### Extracted data
□ □ □

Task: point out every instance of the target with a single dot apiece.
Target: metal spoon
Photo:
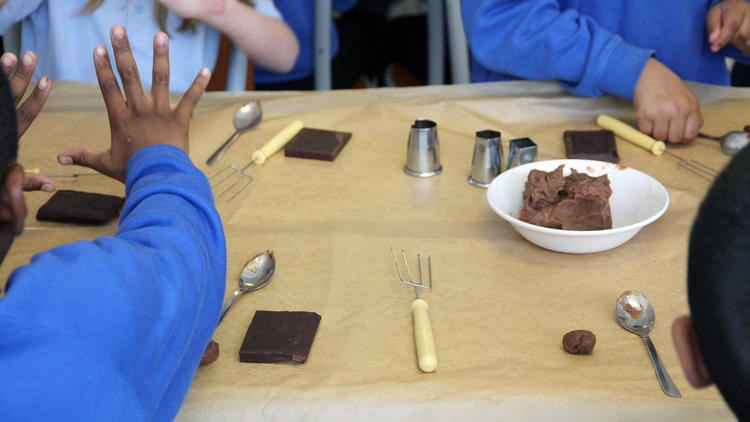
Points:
(635, 314)
(731, 142)
(256, 274)
(246, 118)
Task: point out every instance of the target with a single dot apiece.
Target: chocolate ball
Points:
(211, 353)
(579, 342)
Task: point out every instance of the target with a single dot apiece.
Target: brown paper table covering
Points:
(500, 305)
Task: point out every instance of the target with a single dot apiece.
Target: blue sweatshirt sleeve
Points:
(114, 328)
(14, 11)
(538, 40)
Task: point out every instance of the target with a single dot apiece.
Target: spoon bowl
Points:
(255, 275)
(247, 117)
(635, 314)
(731, 142)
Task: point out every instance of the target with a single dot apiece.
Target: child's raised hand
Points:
(142, 120)
(729, 22)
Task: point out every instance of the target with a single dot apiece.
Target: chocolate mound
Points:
(579, 342)
(574, 202)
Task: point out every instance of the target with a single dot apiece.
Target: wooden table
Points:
(499, 306)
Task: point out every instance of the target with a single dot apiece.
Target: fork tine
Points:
(409, 280)
(395, 262)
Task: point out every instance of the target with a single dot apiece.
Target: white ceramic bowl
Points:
(637, 200)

□ □ □

Go through the entries above and output them exactly, without pictures.

### Final result
Task: point out every instance of the target with a single dot apiece.
Target: metal spoon
Photo:
Points:
(635, 314)
(731, 142)
(256, 274)
(246, 118)
Task: point out every instance of the target with a single dot apiece.
Target: chocolate ball
Points:
(211, 353)
(579, 342)
Task: point out every instance of the target with a single dot apiece.
Target: brown paper table covering
Points:
(500, 305)
Task: point out every instance of the target with a single dot apiece.
Target: blue sweatshirt sleeve
Points:
(114, 328)
(14, 11)
(538, 40)
Task: point out every instance of the target with a single dot apiece.
Target: spoon bowl
Points:
(255, 275)
(247, 117)
(635, 314)
(731, 142)
Task: point out every instance of the target with a single dot apiece.
Target: child's raised hand
Points:
(142, 120)
(729, 22)
Task: point out every instance of the target with a single dot apiece.
Target: chocolate mound
Points:
(579, 342)
(574, 202)
Task: point out every instance of the target with a single dot apiece.
Target: wooden table
Points:
(499, 306)
Task: point out every instance of the target with a single dot apiece.
Target: fork tine
Points:
(409, 280)
(395, 262)
Task: point out every instance of the target with a single dot apiece.
Target: white ceramic bowl
Points:
(637, 200)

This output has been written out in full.